Stored items:
============

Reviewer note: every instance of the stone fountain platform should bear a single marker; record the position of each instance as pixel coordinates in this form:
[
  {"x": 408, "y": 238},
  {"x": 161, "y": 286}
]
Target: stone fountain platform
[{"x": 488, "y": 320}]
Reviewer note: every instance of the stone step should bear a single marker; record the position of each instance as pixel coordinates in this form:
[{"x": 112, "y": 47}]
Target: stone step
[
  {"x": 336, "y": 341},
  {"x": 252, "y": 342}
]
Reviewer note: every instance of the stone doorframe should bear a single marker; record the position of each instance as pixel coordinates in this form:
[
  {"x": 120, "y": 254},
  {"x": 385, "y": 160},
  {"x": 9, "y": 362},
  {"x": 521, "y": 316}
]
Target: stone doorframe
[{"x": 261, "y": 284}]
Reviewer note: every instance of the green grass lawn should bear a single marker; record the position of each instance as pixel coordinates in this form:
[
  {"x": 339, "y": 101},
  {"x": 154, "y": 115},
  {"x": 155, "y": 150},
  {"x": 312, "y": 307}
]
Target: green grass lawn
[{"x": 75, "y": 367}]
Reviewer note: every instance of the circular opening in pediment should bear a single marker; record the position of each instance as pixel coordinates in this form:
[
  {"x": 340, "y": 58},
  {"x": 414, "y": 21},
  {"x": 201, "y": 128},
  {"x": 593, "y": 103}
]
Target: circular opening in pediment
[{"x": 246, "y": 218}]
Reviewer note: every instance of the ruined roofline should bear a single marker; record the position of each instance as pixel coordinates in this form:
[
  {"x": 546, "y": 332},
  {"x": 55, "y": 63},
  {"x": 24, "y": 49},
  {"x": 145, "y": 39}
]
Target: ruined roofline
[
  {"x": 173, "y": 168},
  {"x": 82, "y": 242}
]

============

» **WHAT YOU WILL DO**
Reproduce exactly the stretch of lines that starts at the one containing "Target: circular opening in pediment" and ends with the final line of the data, including both ends and nothing more.

» **EXPECTED OUTPUT**
Target: circular opening in pediment
[{"x": 246, "y": 218}]
Reviewer note: every instance of the ruined roofline should bear a single marker; record the position of each instance as pixel coordinates in this form:
[
  {"x": 546, "y": 332},
  {"x": 55, "y": 63},
  {"x": 24, "y": 49},
  {"x": 145, "y": 39}
]
Target: ruined roofline
[
  {"x": 173, "y": 168},
  {"x": 82, "y": 242}
]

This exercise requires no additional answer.